Passage given =
Why should I pay taxes to support some couch potato? Why should a ne’er-do-well live off my money? Why didn’t those old people save enough to take care of themselves? Why the hell do I need to pay for some old person’s health care when I am young and healthy? Sound familiar? Our safety net is under attack today, perhaps it always has been from it’s very beginnings under Roosevelt.
I was raised in a household that believed in taking care of one’s self and one’s family. Work hard, and use money wisely. My family had its dysfunctions, but the idea of living off the dole was certainly not among them! I believe my father would have looked askance at anyone utilizing any portion of the safety net.
So here I was in 1969 trudging down some concrete stairs feeling totally humiliated and defeated. At that moment I wanted to just disappear, an impossibility as it happened,
since my very young daughter was walking beside me holding my hand. Inside was a huge basement room with a windowed counter along one wall where an elderly couple was struggling with the language and obviously desperate. Scattered throughout the space were young students, some hippy types, couples and singles all showing some degree of stress and frustration, while social workers attempted to explain the system and the clients eligibility status in tones that were far from warm and friendly. Enter myself, totally white brunette, with a blond, curly-headed little girl holding my hand. Suddenly we had a social worker happy to help and eager to make sure we got what was needed.

Objectives =
a – Rewrite the records starting at the line that contains "The client would like the hooded" and ending at the line that contains "[573,172,626,239]", keeping the request line and adding -7 to every bounding box coordinate in the answers. Give only those lines.
b – Can you carry on the essay about the social safety net from its last sentence?

Records for the exercise =
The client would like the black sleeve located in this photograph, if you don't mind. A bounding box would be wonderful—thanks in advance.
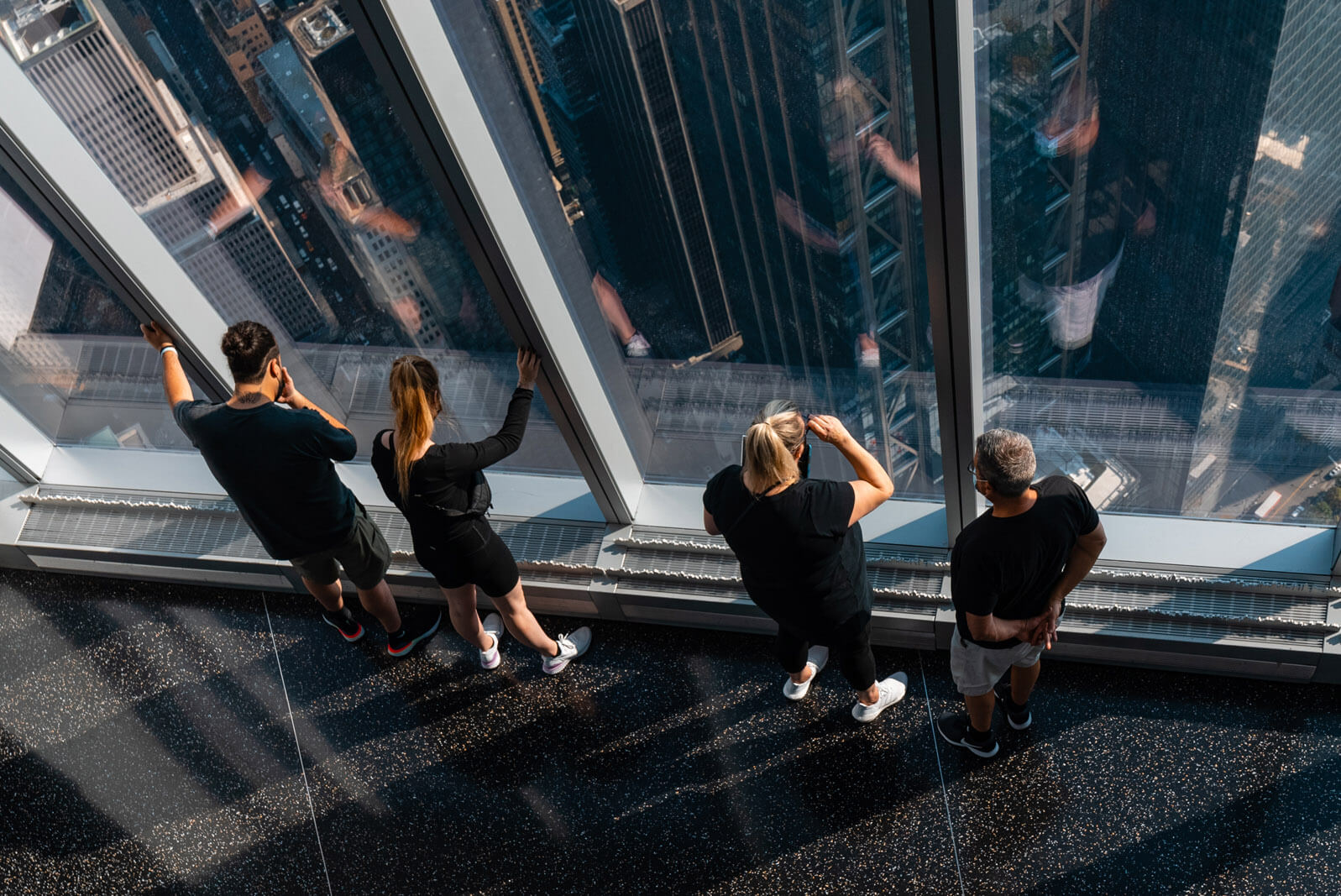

* * *

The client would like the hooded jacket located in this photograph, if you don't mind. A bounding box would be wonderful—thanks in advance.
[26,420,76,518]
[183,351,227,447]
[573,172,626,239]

Expected results =
a –
The client would like the hooded jacket located in this photograph, if you don't mind. A bounding box would be wonderful—thanks in advance.
[19,413,69,511]
[176,344,220,440]
[566,165,619,232]

b –
I will digress here for a bit to comment on privilege. I had never considered myself privileged and certainly felt at the bottom of the pyramid as I descended those stairs. My awareness of privilege took a giant leap that afternoon, and embedded a modicum of guilt. Because I was white, an abandoned wife, and had a very young, blond child I was advanced to the front of the line and given respect and sympathy. Respectful treatment goes a long way toward restoring ones dignity and self-image, something many were denied in that room. Privilege is a nuanced commodity, highly dependent on the circumstances you find yourself in and what is happening to those around you.
With that first step taken we moved forward, government aid in hand. I encountered animosity toward those who utilize government aid programs early on while standing in line at the grocery store. My sister-in-law (who was comfortably provided for by her husband) had some steaks clearly visible in her cart. A male customer in the line glanced at the food stamps I was holding in my hand, took a look at her steaks, and proceeded to tell the world how terrible it was that we could get food stamps to buy steaks. My wonderful sister-in-law took him on immediately, as I stood there embarrassed and maybe a bit ashamed. She told him bluntly that the steaks were hers for which she was paying cash, and her sister-in-law had food stamps in order to feed her child! It took some time and soul searching to reconcile myself with the need for those precious food stamps, and the knowledge of how thick a skin I would have to develop!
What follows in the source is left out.